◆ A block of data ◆
----------------
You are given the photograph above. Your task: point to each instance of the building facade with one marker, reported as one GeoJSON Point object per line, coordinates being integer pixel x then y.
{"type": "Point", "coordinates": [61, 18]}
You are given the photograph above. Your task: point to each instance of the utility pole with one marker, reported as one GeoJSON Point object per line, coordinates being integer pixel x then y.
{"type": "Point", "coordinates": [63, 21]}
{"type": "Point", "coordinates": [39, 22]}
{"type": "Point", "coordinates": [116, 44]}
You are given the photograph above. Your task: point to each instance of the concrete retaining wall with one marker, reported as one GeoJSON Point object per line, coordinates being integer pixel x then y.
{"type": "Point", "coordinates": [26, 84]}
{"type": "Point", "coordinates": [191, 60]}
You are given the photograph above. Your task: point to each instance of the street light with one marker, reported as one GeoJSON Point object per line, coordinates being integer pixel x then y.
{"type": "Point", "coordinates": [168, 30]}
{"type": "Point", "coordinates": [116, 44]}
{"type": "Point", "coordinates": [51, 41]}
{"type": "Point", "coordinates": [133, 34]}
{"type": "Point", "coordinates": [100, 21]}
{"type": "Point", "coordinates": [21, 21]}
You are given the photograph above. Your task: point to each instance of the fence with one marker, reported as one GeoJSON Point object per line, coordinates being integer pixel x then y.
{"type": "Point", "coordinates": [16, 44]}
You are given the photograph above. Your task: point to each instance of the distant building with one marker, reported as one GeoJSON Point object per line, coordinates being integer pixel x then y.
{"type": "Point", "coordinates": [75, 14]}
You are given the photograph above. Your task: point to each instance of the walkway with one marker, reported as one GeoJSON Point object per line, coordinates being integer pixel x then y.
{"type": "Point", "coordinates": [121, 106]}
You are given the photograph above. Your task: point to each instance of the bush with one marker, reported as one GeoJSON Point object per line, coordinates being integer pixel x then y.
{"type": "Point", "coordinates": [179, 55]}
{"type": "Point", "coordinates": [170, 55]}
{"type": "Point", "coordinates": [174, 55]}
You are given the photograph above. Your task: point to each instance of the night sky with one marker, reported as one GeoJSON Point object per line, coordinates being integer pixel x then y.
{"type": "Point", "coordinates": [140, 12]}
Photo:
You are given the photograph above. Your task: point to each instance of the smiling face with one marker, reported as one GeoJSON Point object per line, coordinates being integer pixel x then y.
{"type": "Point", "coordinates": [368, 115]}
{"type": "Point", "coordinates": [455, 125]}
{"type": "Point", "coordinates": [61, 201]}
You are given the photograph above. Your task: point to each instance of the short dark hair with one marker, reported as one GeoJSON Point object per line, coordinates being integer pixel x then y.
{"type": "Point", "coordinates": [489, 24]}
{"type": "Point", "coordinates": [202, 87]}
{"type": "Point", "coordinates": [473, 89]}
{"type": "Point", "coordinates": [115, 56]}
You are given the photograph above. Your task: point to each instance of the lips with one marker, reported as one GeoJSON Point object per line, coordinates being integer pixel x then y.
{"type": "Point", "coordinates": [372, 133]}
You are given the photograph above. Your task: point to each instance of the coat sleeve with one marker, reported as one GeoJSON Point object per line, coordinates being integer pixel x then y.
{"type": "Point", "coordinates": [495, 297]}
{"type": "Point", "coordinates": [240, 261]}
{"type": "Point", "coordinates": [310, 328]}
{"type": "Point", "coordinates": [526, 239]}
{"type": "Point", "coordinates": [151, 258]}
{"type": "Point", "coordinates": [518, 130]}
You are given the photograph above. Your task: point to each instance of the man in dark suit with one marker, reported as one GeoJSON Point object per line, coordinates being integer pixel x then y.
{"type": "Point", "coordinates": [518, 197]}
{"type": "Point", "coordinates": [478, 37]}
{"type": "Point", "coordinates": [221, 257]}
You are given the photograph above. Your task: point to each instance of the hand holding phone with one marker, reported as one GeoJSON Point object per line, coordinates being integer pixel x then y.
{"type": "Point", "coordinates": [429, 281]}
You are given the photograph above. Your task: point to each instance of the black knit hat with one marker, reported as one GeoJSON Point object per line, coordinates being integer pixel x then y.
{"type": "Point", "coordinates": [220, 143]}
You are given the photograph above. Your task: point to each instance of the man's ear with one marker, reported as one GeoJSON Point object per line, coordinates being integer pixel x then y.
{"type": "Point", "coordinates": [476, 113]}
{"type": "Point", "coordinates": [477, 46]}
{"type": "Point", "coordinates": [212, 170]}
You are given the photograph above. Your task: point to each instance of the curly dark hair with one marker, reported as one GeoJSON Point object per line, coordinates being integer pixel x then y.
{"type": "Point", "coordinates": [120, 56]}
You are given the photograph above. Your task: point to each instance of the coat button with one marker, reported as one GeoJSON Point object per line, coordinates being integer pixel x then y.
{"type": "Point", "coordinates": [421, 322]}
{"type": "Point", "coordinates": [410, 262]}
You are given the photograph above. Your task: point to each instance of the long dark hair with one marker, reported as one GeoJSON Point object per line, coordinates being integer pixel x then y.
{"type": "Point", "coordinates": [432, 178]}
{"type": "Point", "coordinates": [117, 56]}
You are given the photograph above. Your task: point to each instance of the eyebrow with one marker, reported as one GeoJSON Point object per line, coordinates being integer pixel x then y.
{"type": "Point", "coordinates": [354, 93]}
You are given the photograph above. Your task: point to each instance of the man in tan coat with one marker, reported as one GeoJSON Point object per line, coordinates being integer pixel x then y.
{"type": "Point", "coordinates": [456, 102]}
----------------
◆ Aim ◆
Take the listing above and set it down exactly.

◆ Answer in full ◆
You are given the photograph above. Your task: point to each instance of the building facade with one marker, reported as one GeoJSON Point object per line, coordinates being integer pixel x then y.
{"type": "Point", "coordinates": [61, 18]}
You are given the photograph above. Your task: point to each instance of the utility pole with one marker, reported as one GeoJSON Point object per line, coordinates being integer pixel x then y.
{"type": "Point", "coordinates": [63, 21]}
{"type": "Point", "coordinates": [39, 22]}
{"type": "Point", "coordinates": [116, 44]}
You are given the photograph above. Your task: point to each instance of the concrete retaining wall with one marker, reported as one GeoJSON Point object per line, coordinates being integer pixel x then y.
{"type": "Point", "coordinates": [26, 84]}
{"type": "Point", "coordinates": [191, 60]}
You are given the photograph above. Your task: point to each instance of the street light with one marker, reported as one GeoJSON Point object per line, coordinates being integer pixel x then y.
{"type": "Point", "coordinates": [168, 30]}
{"type": "Point", "coordinates": [116, 44]}
{"type": "Point", "coordinates": [51, 41]}
{"type": "Point", "coordinates": [133, 34]}
{"type": "Point", "coordinates": [100, 21]}
{"type": "Point", "coordinates": [21, 21]}
You are given the photograph above. Your task: point to each instance of the fence with one marker, reported as one GeoJSON Point object per line, coordinates being integer pixel x then y.
{"type": "Point", "coordinates": [16, 44]}
You are given the photograph above. Your task: point to each instance of the distant building with one marker, reported as one GeoJSON Point object per line, coordinates being integer pixel x then y.
{"type": "Point", "coordinates": [75, 14]}
You are given the photograph above. Your task: point to each instance of the walkway with one marker, reported as one GeoJSON Point object per line, coordinates being integer pixel x then y.
{"type": "Point", "coordinates": [121, 106]}
You are given the photograph above. Your task: point to each instance of the bush with one marker, reported as one GeoJSON Point object per line, coordinates being integer pixel x then y.
{"type": "Point", "coordinates": [179, 55]}
{"type": "Point", "coordinates": [170, 55]}
{"type": "Point", "coordinates": [174, 55]}
You are given the photograph above. Your task: point to each instance of the night sky with one marker, reported as one GeoJSON Point object per line, coordinates being integer pixel x then y.
{"type": "Point", "coordinates": [140, 12]}
Photo:
You are given the photograph above. Your task: point to each instance of the smiling face with one marker, reported as one GeoJSON Point object per line, coordinates being integer pixel x then y.
{"type": "Point", "coordinates": [368, 115]}
{"type": "Point", "coordinates": [455, 125]}
{"type": "Point", "coordinates": [61, 201]}
You are given the photograph above. Your task: point to each instance of the short dark hair with one marker, reported as one GeoJSON Point object per line, coordinates being integer pixel x then y.
{"type": "Point", "coordinates": [489, 24]}
{"type": "Point", "coordinates": [202, 87]}
{"type": "Point", "coordinates": [473, 89]}
{"type": "Point", "coordinates": [115, 56]}
You are given the photograph above. Your task: point to each instance of the lips with one marker, reported as one GeoJSON Point object per line, coordinates being integer pixel x then y.
{"type": "Point", "coordinates": [372, 133]}
You are given the photograph above. Your task: point to each instance of the coat sleeve with one marker, reported as one GeoJSON Point object per line, coordinates being integer pixel x then y.
{"type": "Point", "coordinates": [495, 297]}
{"type": "Point", "coordinates": [240, 261]}
{"type": "Point", "coordinates": [310, 328]}
{"type": "Point", "coordinates": [526, 239]}
{"type": "Point", "coordinates": [151, 258]}
{"type": "Point", "coordinates": [518, 130]}
You are given the photograph above. Your task: point to each instance of the man in dark suit with one marker, reported as one GeoJSON Point object per line, coordinates being integer pixel x then y.
{"type": "Point", "coordinates": [518, 197]}
{"type": "Point", "coordinates": [478, 37]}
{"type": "Point", "coordinates": [221, 257]}
You are given the photograph above. Your task: point to each instance of the hand holding phone with one marker, reported as one GeoJSON Point object per line, coordinates being integer pixel x then y.
{"type": "Point", "coordinates": [429, 281]}
You are given the photograph above. Your task: point to each instance of the black knit hat with one marker, reported as one GeoJSON Point object per line, coordinates being integer pixel x then y.
{"type": "Point", "coordinates": [220, 143]}
You are given the photograph above. Your task: point to each instance of the man's ear with one marker, reported as one GeoJSON Point object per line, coordinates being integer pixel x then y.
{"type": "Point", "coordinates": [476, 113]}
{"type": "Point", "coordinates": [477, 46]}
{"type": "Point", "coordinates": [212, 170]}
You are given the photograph above. Your task: point to each instance of the curly dark hair with one marker, reported as one GeoJSON Point object per line, coordinates being integer pixel x then y.
{"type": "Point", "coordinates": [120, 56]}
You are given the photograph above. Your task: point to each instance of the coat button with one marker, reported as one GeoJSON Point object per line, coordinates being integer pixel x then y.
{"type": "Point", "coordinates": [421, 322]}
{"type": "Point", "coordinates": [410, 262]}
You are given the photograph above. Your task: point to each instance of the long dark hair with one marker, reported as one GeoJSON Point object per line, coordinates being integer pixel x then y.
{"type": "Point", "coordinates": [432, 178]}
{"type": "Point", "coordinates": [117, 56]}
You are given the photograph above. Your task: point to each instance of the eyebrow with one marker, reported as one GeoJSON Point object per line, coordinates being integer pixel x then y.
{"type": "Point", "coordinates": [354, 93]}
You are given the photograph above. Your task: point to each instance of the man in tan coat with one marker, reported as one GeoJSON Point object per line, coordinates being integer pixel x then y.
{"type": "Point", "coordinates": [456, 102]}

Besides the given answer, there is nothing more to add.